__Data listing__
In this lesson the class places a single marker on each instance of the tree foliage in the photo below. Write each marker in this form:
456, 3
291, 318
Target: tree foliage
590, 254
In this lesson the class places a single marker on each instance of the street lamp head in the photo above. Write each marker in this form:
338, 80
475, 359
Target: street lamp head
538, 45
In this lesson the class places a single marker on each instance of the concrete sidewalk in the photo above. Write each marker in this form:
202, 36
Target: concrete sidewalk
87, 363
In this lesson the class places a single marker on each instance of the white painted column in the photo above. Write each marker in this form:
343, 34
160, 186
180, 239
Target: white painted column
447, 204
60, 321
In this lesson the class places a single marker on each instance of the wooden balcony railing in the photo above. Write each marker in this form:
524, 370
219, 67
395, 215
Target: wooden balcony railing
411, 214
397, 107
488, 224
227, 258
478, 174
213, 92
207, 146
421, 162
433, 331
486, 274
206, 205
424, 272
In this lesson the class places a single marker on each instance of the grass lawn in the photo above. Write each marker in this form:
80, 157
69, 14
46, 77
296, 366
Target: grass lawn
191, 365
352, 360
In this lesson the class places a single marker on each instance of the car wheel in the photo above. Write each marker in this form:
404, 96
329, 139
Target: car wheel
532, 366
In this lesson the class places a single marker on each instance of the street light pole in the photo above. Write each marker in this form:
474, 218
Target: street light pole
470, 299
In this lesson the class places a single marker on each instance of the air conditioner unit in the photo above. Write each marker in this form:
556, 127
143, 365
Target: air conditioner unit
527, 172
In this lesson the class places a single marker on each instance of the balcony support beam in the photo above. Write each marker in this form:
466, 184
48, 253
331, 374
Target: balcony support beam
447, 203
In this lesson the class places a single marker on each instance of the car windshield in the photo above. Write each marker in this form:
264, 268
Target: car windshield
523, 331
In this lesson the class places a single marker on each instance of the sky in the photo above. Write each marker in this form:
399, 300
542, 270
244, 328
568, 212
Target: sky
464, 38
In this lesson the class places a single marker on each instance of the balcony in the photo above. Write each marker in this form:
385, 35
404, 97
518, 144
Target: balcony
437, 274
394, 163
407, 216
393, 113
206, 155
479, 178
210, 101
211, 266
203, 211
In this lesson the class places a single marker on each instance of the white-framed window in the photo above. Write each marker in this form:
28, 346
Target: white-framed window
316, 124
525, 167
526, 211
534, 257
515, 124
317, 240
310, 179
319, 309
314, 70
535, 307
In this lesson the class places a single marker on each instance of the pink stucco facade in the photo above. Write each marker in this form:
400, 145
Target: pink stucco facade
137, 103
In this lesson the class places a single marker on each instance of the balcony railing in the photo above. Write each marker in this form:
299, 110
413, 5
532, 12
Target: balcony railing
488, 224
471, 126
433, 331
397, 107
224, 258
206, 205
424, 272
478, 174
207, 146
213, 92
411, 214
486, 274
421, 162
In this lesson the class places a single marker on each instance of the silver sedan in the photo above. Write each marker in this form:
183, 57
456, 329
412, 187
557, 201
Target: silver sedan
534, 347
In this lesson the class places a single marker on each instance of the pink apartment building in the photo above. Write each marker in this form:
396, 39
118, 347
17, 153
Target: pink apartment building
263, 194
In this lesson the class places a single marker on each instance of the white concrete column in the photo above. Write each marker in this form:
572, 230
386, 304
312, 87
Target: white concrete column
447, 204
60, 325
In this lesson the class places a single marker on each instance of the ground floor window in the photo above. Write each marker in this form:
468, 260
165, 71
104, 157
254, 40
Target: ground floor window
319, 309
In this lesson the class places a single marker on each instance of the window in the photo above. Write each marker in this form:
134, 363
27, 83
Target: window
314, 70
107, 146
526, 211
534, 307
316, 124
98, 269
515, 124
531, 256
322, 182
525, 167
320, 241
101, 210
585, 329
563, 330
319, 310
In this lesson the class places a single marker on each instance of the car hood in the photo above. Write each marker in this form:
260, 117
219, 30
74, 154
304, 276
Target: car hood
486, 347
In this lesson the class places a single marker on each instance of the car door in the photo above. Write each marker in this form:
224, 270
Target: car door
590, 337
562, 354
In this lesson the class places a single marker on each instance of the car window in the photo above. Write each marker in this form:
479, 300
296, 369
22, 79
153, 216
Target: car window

__GIVEN INSTRUCTION__
Reproduce every entry in the data listing above verbatim, line for line.

__FULL OUTPUT__
In this lesson the class places a single marker on each instance of the tree foliage in the photo below. Write each marker in this form:
456, 3
291, 318
Target: tree foliage
590, 254
In this lesson the class places a single marker on each instance of the street lamp head in the photo above. Write each marker in this form:
338, 80
475, 359
Target: street lamp head
538, 45
In this lesson the class places a single marker on each instance of the concrete sidewalk in the photo above. Write each marker in this form:
202, 36
Target: concrete sidewalk
87, 363
In this lesson the class places a single marker on each instance of the white painted column in the photo above. Write each marker in this form:
343, 34
160, 186
180, 239
Target: white painted column
447, 204
60, 321
In this lesson the class places a single marker on each instance of the wooden balcony railing in the photo above. Write each marker in this form:
524, 370
219, 67
395, 215
Target: wooden balcony railing
411, 214
397, 107
488, 224
227, 258
478, 174
213, 92
207, 146
421, 162
433, 331
486, 274
206, 205
424, 272
In this lesson the class places a single marker on each instance of the grass lawn in the photo above. Write each marker in this form:
80, 157
69, 14
46, 77
296, 366
Target: grass lawn
191, 365
352, 360
In this lesson the class places a single marker on each instance of the car wheel in the photo above. Write each marker in this form:
404, 96
329, 139
Target: car wheel
532, 366
In this lesson the class places a single marker on each instance of the street light pole in the photo above. Write each marker in this form:
474, 218
Target: street light pole
470, 299
In this lesson the class places a single marker on each instance of the air conditioner unit in the photo above. Write each marker in this form:
556, 127
143, 365
Target: air conditioner unit
527, 172
In this lesson the class places a single marker on each instance of the balcony support beam in the photo above. Write each marker in this form:
466, 184
48, 253
331, 374
Target: balcony support beam
447, 203
In this lesson the class places a single marker on each instance of the car windshield in the photo above. Write each marker in this form:
264, 268
Target: car windshield
523, 331
In this lesson the class places a single marker on each instance of the sky in the photo above. Write each marker in this form:
399, 300
542, 270
244, 328
568, 212
Target: sky
464, 38
In this lesson the class places a single marker on each instance of the balcony in the photo above. Write each marker in this form:
385, 35
404, 97
518, 144
Target: balcony
437, 274
394, 163
407, 216
393, 113
206, 155
479, 178
210, 101
211, 266
203, 211
In this lesson the class places a single marker on each instance of the white-framed window in the photo above. Write each marker in this form:
28, 346
Target: white-framed window
316, 124
525, 167
526, 211
534, 257
515, 124
317, 240
310, 179
319, 309
314, 70
535, 307
In this lesson the class places a single marker on each instance of the pink stucco facade in the photo above. Write each marker in this form:
400, 145
Target: pink stucco facade
137, 103
In this lesson the class places a single marker on each instance of the balcony railing in the photo above. Write each marker in this form:
299, 110
413, 5
532, 12
Target: balcony railing
488, 224
471, 126
433, 331
397, 107
224, 258
206, 205
424, 272
478, 174
207, 146
213, 92
411, 214
486, 274
421, 162
In this lesson the class places a single marker on each instance of the silver sedan in the photo above. Write each marker in this form:
183, 57
456, 329
412, 187
557, 201
Target: silver sedan
534, 347
In this lesson the class places a single marker on each instance of the pink apartment building in the photo above. Write each marker in this form:
396, 39
118, 347
17, 153
Target: pink apartment building
263, 194
In this lesson the class places a single marker on each instance of the white concrete column in the photo above. Write each marker in this form:
572, 230
386, 304
312, 87
Target: white concrete column
447, 204
60, 325
In this lesson the class places a single marker on each instance of the ground floor window in the photo above. Write each marker in this form:
468, 260
165, 71
104, 157
254, 40
Target: ground floor window
319, 309
In this lesson the class places a single marker on each instance of the window in the photo above. Write each marker in this form:
134, 363
27, 83
Target: window
314, 70
107, 146
526, 211
534, 307
316, 124
98, 269
515, 124
531, 256
322, 182
525, 167
320, 241
101, 210
585, 329
563, 330
319, 310
In this lesson the class places a single marker on each instance of the car hood in the photo above. Write each marker in this form:
260, 117
219, 30
74, 154
304, 276
Target: car hood
486, 347
In this lesson the class places a single marker on each instance of the car door in the photo above. Write each marker in this form:
224, 270
Target: car door
590, 337
562, 354
In this lesson the class places a single marker on each instance of the car window in the photo above. Write each marker in this form:
479, 300
296, 369
22, 79
153, 216
Target: car window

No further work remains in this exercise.